:: Task inputs ::
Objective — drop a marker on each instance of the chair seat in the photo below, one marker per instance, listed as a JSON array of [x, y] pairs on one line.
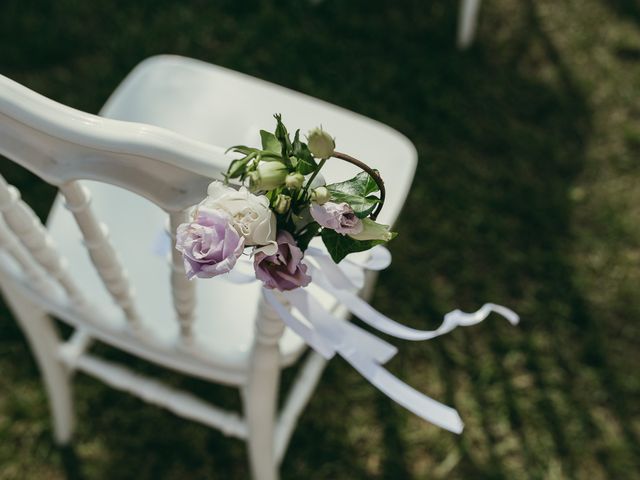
[[225, 312], [212, 104]]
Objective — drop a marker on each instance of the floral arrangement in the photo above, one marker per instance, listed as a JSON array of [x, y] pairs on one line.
[[279, 203]]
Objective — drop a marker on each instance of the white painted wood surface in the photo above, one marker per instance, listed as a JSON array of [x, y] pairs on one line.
[[184, 113]]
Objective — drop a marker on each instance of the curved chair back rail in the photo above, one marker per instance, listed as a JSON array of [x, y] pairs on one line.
[[61, 144]]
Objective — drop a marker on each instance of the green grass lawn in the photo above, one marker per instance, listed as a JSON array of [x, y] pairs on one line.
[[527, 194]]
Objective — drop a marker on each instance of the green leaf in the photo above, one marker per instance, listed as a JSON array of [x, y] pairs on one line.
[[361, 185], [283, 137], [339, 246], [269, 142], [306, 163], [362, 206], [237, 167]]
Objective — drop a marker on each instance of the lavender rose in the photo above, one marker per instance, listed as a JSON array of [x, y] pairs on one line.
[[209, 245], [336, 216], [284, 270]]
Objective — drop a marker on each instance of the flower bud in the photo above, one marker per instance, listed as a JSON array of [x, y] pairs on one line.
[[267, 176], [320, 143], [294, 181], [320, 195], [282, 203]]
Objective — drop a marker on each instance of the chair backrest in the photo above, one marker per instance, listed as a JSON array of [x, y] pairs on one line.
[[62, 146]]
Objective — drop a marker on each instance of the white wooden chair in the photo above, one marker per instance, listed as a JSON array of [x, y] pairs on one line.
[[125, 176]]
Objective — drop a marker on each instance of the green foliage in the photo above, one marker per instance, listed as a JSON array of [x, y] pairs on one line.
[[306, 162], [269, 142], [339, 246], [356, 192]]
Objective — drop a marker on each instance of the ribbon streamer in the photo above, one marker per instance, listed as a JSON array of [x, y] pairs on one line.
[[330, 335]]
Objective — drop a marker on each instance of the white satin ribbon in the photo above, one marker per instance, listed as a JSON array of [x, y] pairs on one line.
[[328, 334]]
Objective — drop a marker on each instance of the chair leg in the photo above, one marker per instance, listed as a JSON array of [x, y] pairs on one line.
[[468, 19], [261, 395], [44, 340]]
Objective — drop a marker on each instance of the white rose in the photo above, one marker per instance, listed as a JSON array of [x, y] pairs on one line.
[[250, 215]]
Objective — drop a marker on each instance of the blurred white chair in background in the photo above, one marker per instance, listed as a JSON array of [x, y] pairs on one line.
[[467, 22], [122, 183]]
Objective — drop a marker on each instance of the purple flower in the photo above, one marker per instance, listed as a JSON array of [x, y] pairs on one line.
[[284, 270], [209, 245], [336, 216]]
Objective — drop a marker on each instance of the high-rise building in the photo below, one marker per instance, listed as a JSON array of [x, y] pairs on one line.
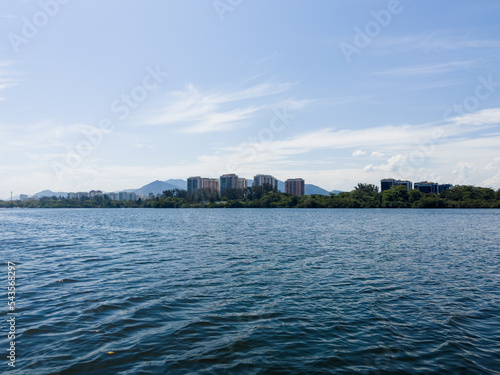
[[242, 183], [95, 193], [211, 184], [444, 187], [387, 183], [427, 187], [295, 186], [196, 183], [263, 179], [228, 181]]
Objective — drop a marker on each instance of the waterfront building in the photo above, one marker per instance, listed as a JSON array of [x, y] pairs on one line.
[[427, 187], [211, 184], [387, 183], [431, 187], [95, 193], [242, 183], [444, 187], [82, 194], [122, 196], [264, 179], [295, 186], [196, 183], [113, 196], [228, 181]]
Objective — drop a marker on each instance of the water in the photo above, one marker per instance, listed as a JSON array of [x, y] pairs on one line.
[[230, 291]]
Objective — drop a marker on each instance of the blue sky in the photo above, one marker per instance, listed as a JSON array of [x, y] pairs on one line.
[[115, 94]]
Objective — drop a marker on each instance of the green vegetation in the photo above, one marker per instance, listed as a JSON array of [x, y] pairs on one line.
[[363, 196]]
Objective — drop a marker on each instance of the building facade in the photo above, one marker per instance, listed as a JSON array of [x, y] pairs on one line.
[[196, 183], [228, 181], [431, 187], [264, 179], [427, 187], [387, 183], [295, 186], [242, 183]]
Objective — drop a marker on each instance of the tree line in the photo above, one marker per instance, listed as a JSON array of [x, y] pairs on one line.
[[362, 196]]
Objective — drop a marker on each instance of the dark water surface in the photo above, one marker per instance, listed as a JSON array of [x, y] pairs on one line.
[[230, 291]]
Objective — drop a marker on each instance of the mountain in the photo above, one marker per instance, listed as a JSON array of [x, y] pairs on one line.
[[155, 187], [50, 193], [180, 184]]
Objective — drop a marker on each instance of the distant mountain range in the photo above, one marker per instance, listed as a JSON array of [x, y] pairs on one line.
[[158, 187]]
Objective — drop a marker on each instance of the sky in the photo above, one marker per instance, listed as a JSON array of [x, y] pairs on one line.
[[115, 94]]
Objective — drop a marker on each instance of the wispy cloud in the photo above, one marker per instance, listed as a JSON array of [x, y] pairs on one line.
[[434, 42], [427, 69], [197, 112], [267, 58], [8, 77]]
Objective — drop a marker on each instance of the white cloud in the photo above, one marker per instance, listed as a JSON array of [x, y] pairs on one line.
[[8, 77], [427, 69], [463, 173], [394, 164], [485, 116], [358, 153], [197, 112], [436, 42]]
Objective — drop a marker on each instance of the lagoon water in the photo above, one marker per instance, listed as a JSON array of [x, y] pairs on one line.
[[253, 291]]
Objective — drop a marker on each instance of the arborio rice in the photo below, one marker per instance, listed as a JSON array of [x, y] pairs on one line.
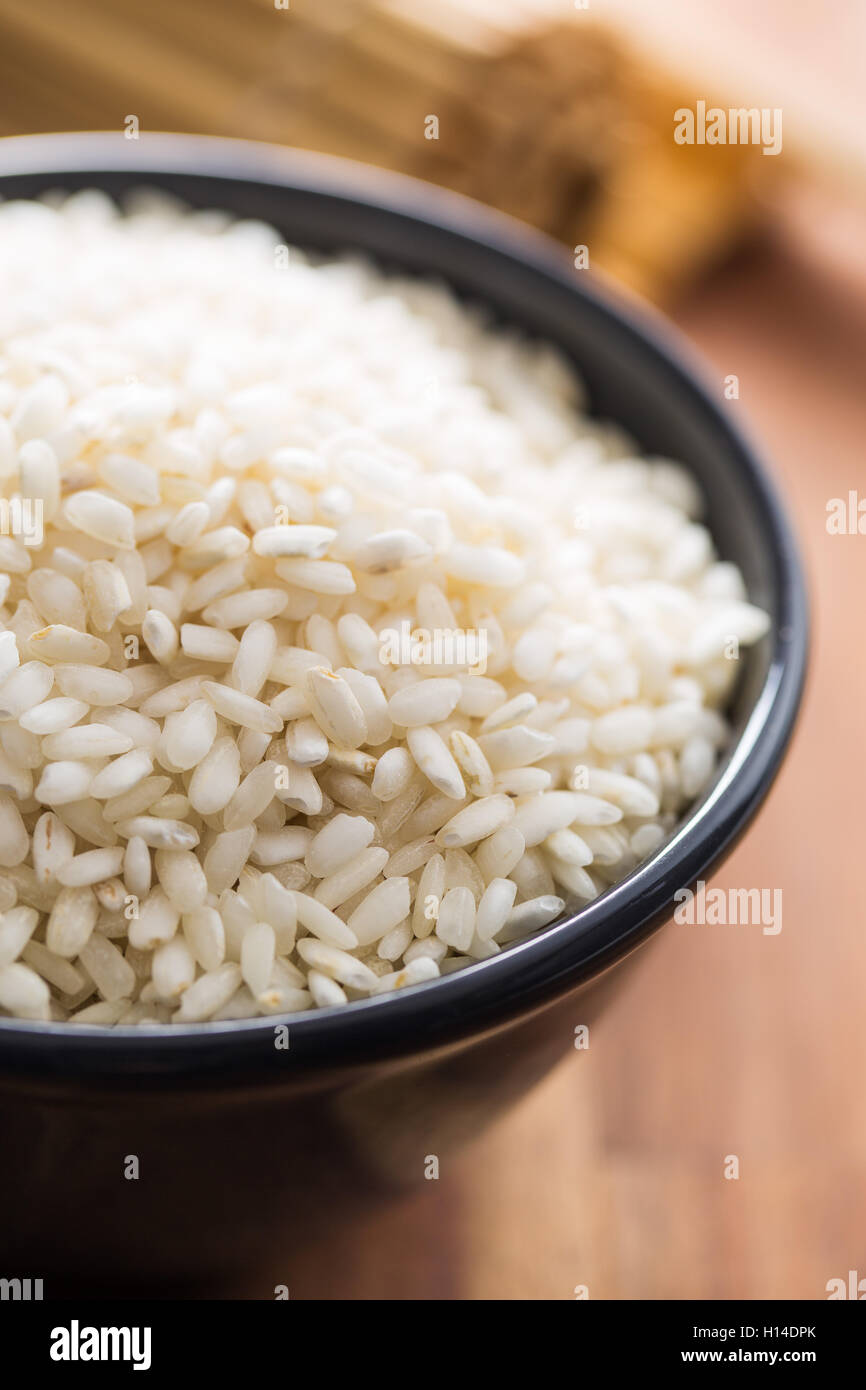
[[349, 649]]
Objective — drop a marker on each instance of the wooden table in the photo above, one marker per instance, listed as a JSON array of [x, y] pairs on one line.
[[723, 1040]]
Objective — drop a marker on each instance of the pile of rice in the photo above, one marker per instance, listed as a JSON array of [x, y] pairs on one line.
[[220, 797]]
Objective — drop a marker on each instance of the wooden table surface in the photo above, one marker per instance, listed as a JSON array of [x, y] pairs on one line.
[[723, 1040]]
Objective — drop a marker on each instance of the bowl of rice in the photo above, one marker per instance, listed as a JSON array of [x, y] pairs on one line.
[[389, 626]]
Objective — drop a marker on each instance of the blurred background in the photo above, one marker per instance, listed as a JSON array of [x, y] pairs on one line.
[[723, 1041]]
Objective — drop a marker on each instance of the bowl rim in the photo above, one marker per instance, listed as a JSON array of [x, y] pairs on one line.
[[488, 994]]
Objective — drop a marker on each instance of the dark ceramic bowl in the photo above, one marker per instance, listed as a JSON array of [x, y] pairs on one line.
[[249, 1151]]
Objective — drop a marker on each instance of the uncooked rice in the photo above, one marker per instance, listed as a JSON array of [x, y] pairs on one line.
[[220, 794]]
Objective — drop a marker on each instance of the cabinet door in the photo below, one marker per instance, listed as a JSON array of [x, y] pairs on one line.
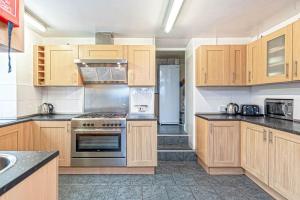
[[237, 65], [54, 135], [25, 140], [224, 144], [142, 144], [296, 50], [254, 150], [102, 52], [277, 55], [9, 137], [60, 69], [284, 164], [141, 65], [254, 72], [214, 65], [202, 140]]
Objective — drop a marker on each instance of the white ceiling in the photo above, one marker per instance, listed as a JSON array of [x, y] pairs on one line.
:::
> [Exercise requirements] Rewrite the lines above, switching every "marker" to "pin" and leaving all else unchanged. Leave the pictures out.

> [Completed task]
Objective — drop a pin on each instance of the chair seat in the photo below, one pin per instance, listed as a JSON array of [x, y] pairs on one line.
[[225, 312], [212, 104]]
Objective — drop a pin on each instance of the floral arrangement in the photo above, one pin per instance, listed as a JSON array of [x, y] pairs on one line.
[[279, 203]]
Objective — drop a pin on each instance of the white painted wood surface in the photo above, one pin per instance, listed as a JSON array of [x, y] pairs on one line.
[[184, 113]]
Objective — drop a pin on each instance of the curved chair back rail in the photo above, one pin per instance, listed as a JSON array of [x, y] pairs on one line.
[[61, 144]]
Objective — drop a pin on each instance of the green grass lawn in the photo above, one pin per instance, listed as a JSON array of [x, y] pairs on one line.
[[527, 194]]
Objective — drop a pin on each instance of the green leaf in the photo above, one pin per instance, listed as a JSON array of [x, y] pairs on one line.
[[361, 185], [283, 137], [339, 246], [269, 142], [306, 163], [362, 206], [237, 167]]
Objective — drop a pin on each instance of the lavender rose in the photo above, one pin per instance, listed as a JSON array of [x, y] pairs on one line.
[[209, 245], [336, 216], [284, 270]]
Objective — drop a pin on each instance of the flower bud in the photo above, one pin per instance, listed as a JSON array of [x, y] pairs on one line.
[[267, 176], [320, 143], [294, 181], [320, 195], [282, 203]]
Objective — drop a pin on each instance of the chair backrest in the photo above, one pin per instance, listed as a JSON array of [x, y] pairs on one line.
[[62, 146]]
Objective — drop a pin on each instance of the white wooden chair in the photo above, one pin per instance, listed as a JSON array of [x, y] pairs on one line.
[[125, 176]]
Objective — drop a pin on each instance of the green foliage in the photo above, one pin per instance, listed as a JSON array of [x, y] pairs on one line.
[[306, 162], [269, 142], [339, 246], [356, 192]]
Objective — drop a pin on each instance of the ribbon streamer in the photo above, one pin per instance, listed as a JSON array of [x, y] pairs on one line.
[[330, 335]]
Objective — drop a pin on each instance of the white satin ribbon in the photo above, one pin per instance, listed as a JSON array of [x, y] pairs on one line.
[[328, 334]]
Objective — drop a pin on each instance of the chair leg in the photo above, one pin per instance, listed as a JSON array of [x, y] pairs on one line.
[[468, 19], [261, 395], [44, 340]]
Objective — drop a pin on each instance of the white rose in the photo above, one pin per instance, listed as a JSON array of [x, y] pairs on one line.
[[250, 215]]
Objective — drop a pin on each instance of the blurred white chair in background in the photo above, one pin per instance, listed as a JSON array of [x, y] pairs on one line.
[[467, 22], [122, 183]]
Objective — drop a pin on each instance of the purple flower in the photo above, one pin per instance, listed as a JSON array of [x, y] pairs on one line.
[[284, 270], [209, 245], [336, 216]]
Objective — drop a pin on each instance of the high-rise building in the photo below, one pin per instance, listed as a JSON array of [x, y] pairs on one line.
[[242, 183], [95, 193], [211, 184], [444, 187], [387, 183], [427, 187], [295, 186], [196, 183], [263, 179], [228, 181]]
Objective — drop a pin on each instance of the waterfront building in the photo above, one pin per instance, listed as a JSON array of [x, y] pairs on one line.
[[427, 187], [211, 184], [387, 183], [431, 187], [95, 193], [242, 183], [444, 187], [82, 194], [122, 196], [264, 179], [295, 186], [196, 183], [113, 196], [228, 181]]
Objective — drop a pin on each instance of the water in the photo above, one pin per instance, listed as a JSON array of [x, y] pairs on one line.
[[230, 291]]
Objective — drop a pin on each instance of the blue sky in the photo above, one pin per instance, listed as a JSON array of [x, y] pairs on one line.
[[115, 94]]
Objective — drop a pin on each instance of the green vegetation in the photo above, one pin per instance, listed as a JSON array of [x, y] pairs on one line.
[[363, 196]]
Objective — drop a pin on each instance of the building facade in the photo above, one pin per instance, listed as a JSON array of [x, y] pairs on one line.
[[196, 183], [228, 181], [431, 187], [264, 179], [427, 187], [387, 183], [295, 186], [242, 183]]
Objective — drop a pin on each instance of the tree line in the photo above, one pin per instance, listed as a JSON array of [x, y] pairs on one line.
[[362, 196]]
Objective — drop a pin on each instance of the dark water surface in the photo above, one pin per instance, listed as a JSON array of [x, y] pairs on one line.
[[230, 291]]
Objective — drop a pin on each instance of the mountain in the photo above, one pin per instance, listed as a JSON array of [x, y] pairs on one line.
[[155, 187], [50, 193], [180, 184]]
Objective — drop a pin on each instance of the distant mountain range in the photo above, one pin per instance, listed as a JSON array of [x, y] pairs on one line.
[[158, 187]]
Objective — drop a pin on each instance of the sky in the photo above, one pin per instance, listed as a JSON array of [x, y] pairs on one line.
[[115, 94]]
Objective — drop a pin on each instance of the wispy cloud in the photo above, one pin per instance, listed as a JSON array of [x, y] pairs on one line.
[[434, 42], [427, 69], [197, 112], [267, 58], [8, 77]]
Objective — drop a pin on each instance of the white cloud in the photo above, one pin per instance, listed as a JSON array of [x, y] pairs on one line.
[[8, 77], [427, 69], [463, 173], [394, 164], [485, 116], [358, 153], [197, 112], [436, 42]]
Objective — drop a pin on each instance of the lagoon water in the photo above, one pin per instance, listed as a JSON array of [x, y] pairs on one line.
[[253, 291]]
Objective — drop a pin on each instance of the arborio rice in the photo below, one pin per instance, listed as a JSON array of [x, y] pairs on one line.
[[349, 649]]
Objective — drop a pin on each instance of the wooden table in the photo above, one pin per instance, listed as a JSON array of [x, y] pairs on one line.
[[723, 1040]]
Objective — drop a pin on each instance of the pile of rice in the photo above, one pin per instance, listed as a JSON array of [x, y] pairs on one line.
[[220, 797]]
Objective — drop a pin on each instance of the wooden table surface in the photo above, one pin per instance, listed as a JSON array of [x, y] pairs on one line.
[[723, 1040]]
Objective — drop a pin on each instance of the bowl of rice in the photo above, one pin per instance, listed as a JSON array of [x, y] pairs on one line.
[[389, 626]]
Objective — drop a pin on each instance of the blurred background in the photo above, one pin per instance, listed as a JSON array of [x, y] pairs on one line.
[[723, 1041]]
Objective — drop a pin on each instance of the bowl rim in the photo above, one pin per instance, listed as a JSON array of [x, y] pairs on one line.
[[488, 994]]
Objective — drop a pin on each instance of the dark ceramic bowl in the photo above, one pin per instance, listed as a JSON array of [x, y] pairs on one line.
[[249, 1151]]
Objective — drop a pin on each instance of the uncooked rice in the photo above, one pin per instance, listed as a JSON array of [x, y] pairs on one line.
[[220, 794]]
Objective — drop a pin on each instance of the cabinet door in the photo below, one pin per instance, listed as a JSON array of [x, y] pairs on one line.
[[237, 65], [54, 135], [25, 140], [224, 144], [142, 144], [296, 50], [254, 150], [102, 52], [277, 55], [9, 137], [60, 69], [284, 164], [141, 65], [254, 72], [214, 65], [202, 140]]
Objective — drop a pin on each instance of the white ceiling in the photo above, one pin per instance, listed as a JSON array of [x, y] pairs on one line.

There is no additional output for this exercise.